Dataset content:
+---+

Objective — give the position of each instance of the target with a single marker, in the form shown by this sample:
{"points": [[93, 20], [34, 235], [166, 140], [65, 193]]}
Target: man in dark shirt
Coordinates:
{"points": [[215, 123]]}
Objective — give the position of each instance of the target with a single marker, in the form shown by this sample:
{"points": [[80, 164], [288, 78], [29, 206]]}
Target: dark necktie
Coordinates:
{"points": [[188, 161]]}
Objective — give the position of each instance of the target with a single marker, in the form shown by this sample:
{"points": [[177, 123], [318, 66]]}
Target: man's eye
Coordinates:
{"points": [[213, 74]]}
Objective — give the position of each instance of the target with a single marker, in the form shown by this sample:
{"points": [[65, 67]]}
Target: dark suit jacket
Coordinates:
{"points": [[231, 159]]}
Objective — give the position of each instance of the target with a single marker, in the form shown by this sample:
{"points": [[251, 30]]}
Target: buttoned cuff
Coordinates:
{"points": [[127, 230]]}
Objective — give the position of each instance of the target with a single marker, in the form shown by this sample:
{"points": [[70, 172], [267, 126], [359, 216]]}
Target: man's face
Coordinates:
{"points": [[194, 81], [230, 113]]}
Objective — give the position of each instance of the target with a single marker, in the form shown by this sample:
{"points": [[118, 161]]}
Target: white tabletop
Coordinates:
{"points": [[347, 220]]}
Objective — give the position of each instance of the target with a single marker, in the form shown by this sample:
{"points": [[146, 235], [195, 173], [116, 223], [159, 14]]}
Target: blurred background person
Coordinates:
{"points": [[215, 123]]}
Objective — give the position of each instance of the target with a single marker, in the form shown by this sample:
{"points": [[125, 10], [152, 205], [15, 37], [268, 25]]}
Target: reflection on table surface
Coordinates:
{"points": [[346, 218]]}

+---+

Instruction: Reproduce all of the data above, requests included, and shift each answer's point coordinates by adding 37 to every number. Leave the numbers in the requests and their format samples unchanged.

Result of this task:
Objective — give the position of each instance of the target with a single marker, in the form shown by this sample:
{"points": [[93, 20], [34, 235], [166, 140], [65, 193]]}
Target: man in dark shirt
Coordinates:
{"points": [[252, 160]]}
Objective — give the position of each instance of the target with a single marker, in the form shown by this sample:
{"points": [[80, 164], [288, 78], [29, 206]]}
Target: dark necktie
Coordinates:
{"points": [[225, 198]]}
Objective — give the position of each instance of the target with a single marker, in the form shown by this sample:
{"points": [[177, 123], [318, 66]]}
Target: man's eye
Coordinates:
{"points": [[250, 111]]}
Objective — give the position of each instance of the target with a single marker, in the form shown by this sample:
{"points": [[65, 67]]}
Target: dark suit jacket
Coordinates:
{"points": [[268, 196]]}
Objective — give the position of each instance of the target with a single marker, in the form shown by this sample:
{"points": [[251, 30]]}
Target: buttoned cuff
Coordinates:
{"points": [[164, 267]]}
Objective — give the position of each instance of the target with a single marker, in the form shown by this sample:
{"points": [[70, 172], [267, 126], [359, 216]]}
Target: man's face
Coordinates:
{"points": [[231, 118], [267, 150]]}
Objective — give the position of each instance of the target with a single marker, in the form shown by this sample:
{"points": [[118, 161]]}
Target: white tabletop
Coordinates:
{"points": [[384, 257]]}
Objective — give the position of each instance of the target with a single marker, in the form shown by this sample:
{"points": [[146, 235], [195, 173], [116, 223], [159, 14]]}
Target: blurred background person
Coordinates:
{"points": [[252, 160]]}
Objective — give the position of each instance of the target with a single marker, in the form shown by this sample:
{"points": [[125, 10], [152, 205], [15, 37], [268, 25]]}
Target: reflection on table surface
Coordinates:
{"points": [[383, 255]]}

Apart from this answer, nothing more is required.